> [Given request]:
Recast the data below as a Markdown table with two columns, "Number" for the running row count and "Entry" for the line itself, leaving out any blank lines.
▼▼▼
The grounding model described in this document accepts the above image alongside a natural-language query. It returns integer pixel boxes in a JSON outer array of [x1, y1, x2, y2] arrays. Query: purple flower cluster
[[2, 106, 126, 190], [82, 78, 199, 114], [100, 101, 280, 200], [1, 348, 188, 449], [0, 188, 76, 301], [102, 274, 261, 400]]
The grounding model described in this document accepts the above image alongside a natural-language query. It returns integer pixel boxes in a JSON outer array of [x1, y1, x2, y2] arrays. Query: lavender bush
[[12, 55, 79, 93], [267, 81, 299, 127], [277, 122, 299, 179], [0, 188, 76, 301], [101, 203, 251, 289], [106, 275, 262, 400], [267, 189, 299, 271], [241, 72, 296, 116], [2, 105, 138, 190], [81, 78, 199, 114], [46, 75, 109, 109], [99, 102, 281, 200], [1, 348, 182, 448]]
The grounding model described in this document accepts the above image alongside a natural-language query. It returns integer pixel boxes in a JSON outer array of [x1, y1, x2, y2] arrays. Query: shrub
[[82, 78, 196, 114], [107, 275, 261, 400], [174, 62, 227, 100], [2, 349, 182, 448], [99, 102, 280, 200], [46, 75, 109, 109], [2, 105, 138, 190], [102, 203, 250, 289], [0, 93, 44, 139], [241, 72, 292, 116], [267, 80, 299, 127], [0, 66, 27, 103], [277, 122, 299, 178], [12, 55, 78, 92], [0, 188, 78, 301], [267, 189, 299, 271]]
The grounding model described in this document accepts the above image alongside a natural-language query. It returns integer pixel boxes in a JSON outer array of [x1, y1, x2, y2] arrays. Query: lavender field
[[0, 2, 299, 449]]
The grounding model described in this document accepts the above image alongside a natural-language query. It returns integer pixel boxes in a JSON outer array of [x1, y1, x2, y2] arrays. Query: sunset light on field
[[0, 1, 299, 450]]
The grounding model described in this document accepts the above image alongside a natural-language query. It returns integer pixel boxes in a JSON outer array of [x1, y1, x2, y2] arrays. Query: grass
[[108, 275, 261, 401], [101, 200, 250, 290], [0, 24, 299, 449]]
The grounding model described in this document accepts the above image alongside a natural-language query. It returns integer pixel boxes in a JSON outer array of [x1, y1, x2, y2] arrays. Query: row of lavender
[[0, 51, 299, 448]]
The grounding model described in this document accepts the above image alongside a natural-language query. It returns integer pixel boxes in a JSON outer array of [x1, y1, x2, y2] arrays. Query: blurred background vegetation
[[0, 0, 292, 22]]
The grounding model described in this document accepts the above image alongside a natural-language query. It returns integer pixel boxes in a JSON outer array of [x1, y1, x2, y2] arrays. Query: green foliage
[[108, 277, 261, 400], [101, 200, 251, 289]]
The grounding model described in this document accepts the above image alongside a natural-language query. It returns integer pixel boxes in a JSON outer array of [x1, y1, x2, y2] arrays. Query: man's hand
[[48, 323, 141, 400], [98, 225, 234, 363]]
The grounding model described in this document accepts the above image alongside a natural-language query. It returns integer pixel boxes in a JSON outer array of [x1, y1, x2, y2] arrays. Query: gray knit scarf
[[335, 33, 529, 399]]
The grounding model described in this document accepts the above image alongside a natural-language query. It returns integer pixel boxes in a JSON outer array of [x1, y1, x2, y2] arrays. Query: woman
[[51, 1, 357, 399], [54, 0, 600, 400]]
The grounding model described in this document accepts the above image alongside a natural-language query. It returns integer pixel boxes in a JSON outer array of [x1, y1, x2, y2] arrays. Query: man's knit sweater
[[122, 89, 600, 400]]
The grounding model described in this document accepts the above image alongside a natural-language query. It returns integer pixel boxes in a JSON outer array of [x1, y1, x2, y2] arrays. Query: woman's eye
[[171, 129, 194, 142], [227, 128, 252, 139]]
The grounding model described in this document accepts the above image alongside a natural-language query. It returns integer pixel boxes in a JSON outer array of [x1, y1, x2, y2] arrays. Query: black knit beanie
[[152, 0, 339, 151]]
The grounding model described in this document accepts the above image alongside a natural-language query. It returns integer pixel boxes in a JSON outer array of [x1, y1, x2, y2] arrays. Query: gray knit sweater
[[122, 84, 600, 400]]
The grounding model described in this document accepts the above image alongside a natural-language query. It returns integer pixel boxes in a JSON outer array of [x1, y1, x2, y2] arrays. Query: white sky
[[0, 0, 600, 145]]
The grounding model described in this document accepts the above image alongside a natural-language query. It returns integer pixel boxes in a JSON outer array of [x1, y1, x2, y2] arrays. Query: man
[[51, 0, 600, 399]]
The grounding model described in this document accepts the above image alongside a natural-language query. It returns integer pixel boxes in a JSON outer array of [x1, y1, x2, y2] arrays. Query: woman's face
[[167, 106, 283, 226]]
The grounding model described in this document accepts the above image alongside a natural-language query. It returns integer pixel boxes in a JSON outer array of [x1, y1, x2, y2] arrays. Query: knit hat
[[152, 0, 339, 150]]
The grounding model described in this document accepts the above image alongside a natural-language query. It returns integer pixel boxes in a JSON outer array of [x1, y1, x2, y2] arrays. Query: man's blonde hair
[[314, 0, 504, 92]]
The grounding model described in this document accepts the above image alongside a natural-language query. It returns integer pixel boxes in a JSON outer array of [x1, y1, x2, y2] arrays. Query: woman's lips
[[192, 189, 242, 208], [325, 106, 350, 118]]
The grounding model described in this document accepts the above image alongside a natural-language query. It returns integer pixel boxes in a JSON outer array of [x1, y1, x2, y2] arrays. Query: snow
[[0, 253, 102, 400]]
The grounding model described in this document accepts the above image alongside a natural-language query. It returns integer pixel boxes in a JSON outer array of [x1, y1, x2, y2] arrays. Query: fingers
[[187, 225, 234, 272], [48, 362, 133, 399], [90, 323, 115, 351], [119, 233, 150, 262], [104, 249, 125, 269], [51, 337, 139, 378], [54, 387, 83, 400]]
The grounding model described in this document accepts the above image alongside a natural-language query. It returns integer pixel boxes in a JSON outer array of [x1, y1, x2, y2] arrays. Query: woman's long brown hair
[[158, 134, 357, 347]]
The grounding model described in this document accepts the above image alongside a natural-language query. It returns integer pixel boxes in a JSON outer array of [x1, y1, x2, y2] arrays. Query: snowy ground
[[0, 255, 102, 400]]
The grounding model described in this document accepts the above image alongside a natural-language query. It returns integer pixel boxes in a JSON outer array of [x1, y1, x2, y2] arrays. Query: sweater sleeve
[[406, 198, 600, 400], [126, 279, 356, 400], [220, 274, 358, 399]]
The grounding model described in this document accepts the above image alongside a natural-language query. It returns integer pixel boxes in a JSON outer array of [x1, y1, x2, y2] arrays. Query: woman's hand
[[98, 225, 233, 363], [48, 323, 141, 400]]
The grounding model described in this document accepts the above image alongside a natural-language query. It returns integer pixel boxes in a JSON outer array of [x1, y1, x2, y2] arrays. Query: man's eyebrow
▲▲▲
> [Result for this task]:
| Number | Entry |
|---|---|
| 1 | The grounding model described in this document accepts the above image alongside a natural-language query. It returns integer pixel boxes in a JSON outer array of [x1, y1, x2, y2] arrays. Query: purple flower cluster |
| 2 | [[2, 106, 126, 190], [82, 78, 199, 114], [100, 101, 280, 200], [1, 348, 188, 449], [0, 188, 76, 301], [102, 274, 261, 400]] |
| 3 | The grounding model described in this document accepts the above image alongside a natural-language query. It returns integer pixel boxes in a JSON outer array of [x1, y1, x2, y2] arrays. Query: lavender bush |
| 4 | [[12, 55, 79, 93], [267, 81, 299, 127], [277, 122, 299, 179], [0, 188, 76, 301], [101, 203, 251, 289], [106, 275, 262, 400], [267, 189, 299, 271], [241, 72, 296, 116], [2, 105, 138, 190], [81, 78, 199, 114], [46, 75, 109, 109], [99, 102, 281, 200], [1, 348, 182, 448]] |
| 5 | The grounding model described in this document accepts the above image alongside a natural-language query. It returns integer pixel boxes in a JSON outer array of [x1, y1, x2, y2] arrays. Query: shrub |
| 6 | [[82, 78, 196, 114], [107, 275, 261, 400], [174, 62, 227, 100], [2, 349, 182, 448], [99, 102, 280, 200], [46, 75, 109, 109], [2, 105, 138, 190], [102, 203, 250, 289], [0, 93, 44, 139], [241, 72, 292, 116], [267, 80, 299, 127], [0, 66, 27, 103], [277, 122, 299, 178], [12, 55, 78, 92], [0, 188, 78, 301], [267, 189, 299, 271]] |
| 7 | The grounding model described in this document accepts the above image alongside a natural-language query. It returns integer pixel boxes in a JSON outer array of [x1, y1, x2, y2] arrays. Query: lavender field |
| 8 | [[0, 2, 299, 449]] |
| 9 | The grounding model described in this document accepts the above image alongside a natural-language query. It returns integer pixel boxes in a JSON outer array of [x1, y1, x2, y2] arrays. Query: sunset light on field |
| 10 | [[0, 1, 299, 450]] |
| 11 | The grounding model described in this document accepts the above image alongside a natural-language query. It returns integer pixel boxes in a JSON outer array of [x1, y1, x2, y2] arrays. Query: grass |
| 12 | [[108, 275, 261, 401], [101, 200, 250, 290], [0, 24, 299, 449]] |
| 13 | The grounding model described in this document accepts the above image alongside a natural-language query. It returns integer pixel boxes in a JSON outer array of [x1, y1, x2, y2] arrays. Query: row of lavender |
| 14 | [[0, 51, 299, 448]] |
| 15 | The grounding model described in this document accepts the above image alongside a natural-language query. It returns integer pixel boxes in a JSON outer array of [x1, y1, x2, y2] arrays. Query: blurred background vegetation |
| 16 | [[0, 0, 292, 22]] |
| 17 | The grounding model described in this document accepts the above image alongside a natural-language query. It returns integer pixel boxes in a JSON outer array of [x1, y1, x2, y2] arrays. Query: green foliage |
| 18 | [[108, 277, 261, 400], [101, 200, 251, 289]] |
| 19 | The grounding model described in this document accepts the above image alongside a natural-language query. It returns integer pixel boxes in a JSON outer array of [x1, y1, x2, y2] arrays. Query: man's hand |
| 20 | [[48, 323, 141, 400], [98, 225, 234, 363]] |
| 21 | The grounding model described in this document accepts the above image alongside a natural-language query. It returns integer pixel boxes in a JSON outer array of [x1, y1, x2, y2] arrays. Query: gray knit scarf |
| 22 | [[335, 33, 529, 399]] |
| 23 | The grounding model described in this document accepts the above image alongside a natural-language query. It returns integer pixel boxes in a JSON outer array of [x1, y1, x2, y2] arrays. Query: woman |
| 24 | [[51, 1, 357, 399], [54, 0, 600, 400]] |
| 25 | The grounding model described in this document accepts the above image alongside a natural-language query. It returns integer pixel boxes in a JSON outer array of [x1, y1, x2, y2] arrays. Query: man's knit sweater |
| 26 | [[122, 89, 600, 400]] |
| 27 | The grounding model described in this document accepts the above image alongside a natural-language query. It returns integer pixel boxes in a JSON outer array of [x1, y1, x2, y2] arrays. Query: woman's eye |
| 28 | [[171, 129, 194, 142], [227, 128, 252, 139]] |
| 29 | The grounding model described in this document accepts the above image alongside a natural-language query. It returns integer pixel boxes in a JSON outer array of [x1, y1, x2, y2] arrays. Query: black knit beanie |
| 30 | [[152, 0, 339, 151]] |
| 31 | The grounding model described in this document accepts the above image alongside a natural-language query. It returns integer pixel boxes in a JSON outer array of [x1, y1, x2, y2] arrays. Query: gray knit sweater |
| 32 | [[122, 84, 600, 400]] |
| 33 | The grounding model described in this document accepts the above image alongside a natural-language query. It returns integer pixel boxes in a JSON outer array of [x1, y1, x2, y2] arrays. Query: white sky |
| 34 | [[0, 0, 600, 145]] |
| 35 | The grounding model described in this document accepts the above image alongside a natural-language query. It returns integer pixel boxes in a JSON outer array of [x1, y1, x2, y2] arrays. Query: man |
| 36 | [[51, 0, 600, 399]] |
| 37 | The grounding model described in this document accepts the above image alongside a natural-language query. It returns integer pixel boxes in a JSON outer array of [x1, y1, x2, y2] arrays. Query: woman's face |
| 38 | [[167, 106, 283, 226]] |
| 39 | The grounding model described in this document accepts the above image alongside a natural-language query. It returns integer pixel boxes in a JSON outer array of [x1, y1, x2, y2] arrays. Query: knit hat |
| 40 | [[152, 0, 339, 150]] |
| 41 | The grounding model described in this document accepts the above image alongside a natural-language query. It returns integer pixel boxes in a JSON outer array of [x1, y1, x2, y2] arrays. Query: man's blonde hair |
| 42 | [[314, 0, 504, 92]] |
| 43 | The grounding model described in this document accepts the above image alongside a natural-language query. It returns integer pixel boxes in a JSON outer array of [x1, y1, x2, y2] arrays. Query: woman's lips |
| 44 | [[192, 189, 242, 208], [325, 106, 350, 118]] |
| 45 | The grounding model described in this document accepts the above image alongside a natural-language query. It returns integer pixel boxes in a JSON outer array of [x1, y1, x2, y2] arrays. Query: snow |
| 46 | [[0, 253, 102, 400]] |
| 47 | The grounding model described in this document accepts the above image alongside a natural-language query. It returns integer pixel boxes in a JSON outer array of [x1, y1, x2, y2] arrays. Query: fingers |
| 48 | [[187, 225, 234, 272], [48, 362, 133, 399], [90, 323, 115, 351], [119, 233, 150, 262], [104, 249, 125, 269], [51, 337, 139, 378], [54, 387, 83, 400]] |
| 49 | The grounding model described in this document accepts the above image alongside a natural-language query. It returns integer pixel boxes in a JSON outer array of [x1, y1, x2, y2] arrays. Query: woman's long brown hair |
| 50 | [[158, 134, 357, 347]] |
| 51 | The grounding model described in this document accepts the above image alongside a natural-language query. It returns integer pixel boxes in a JSON outer array of [x1, y1, x2, y2] arrays. Query: snowy ground |
| 52 | [[0, 255, 102, 400]] |
| 53 | The grounding model described in this document accepts the above image alongside a natural-language query. It returns integer pixel boxes in a JSON outer array of [x1, y1, x2, y2] arrays. Query: sweater sleeve |
| 54 | [[406, 198, 600, 400], [126, 279, 356, 400], [220, 274, 358, 399]] |
| 55 | The grounding model described in this document accepts the above image alongside a natural-language query. It returns integer pixel boxes in a JSON outer array of [x1, y1, x2, y2] arrays. Query: woman's hand |
| 56 | [[98, 225, 233, 363], [48, 323, 141, 400]] |
| 57 | The grounding model described in this document accepts the above image alongside a natural-language query. It returns integer pixel boxes in a JSON outer array of [x1, y1, x2, y2] arrays. Query: man's eyebrow |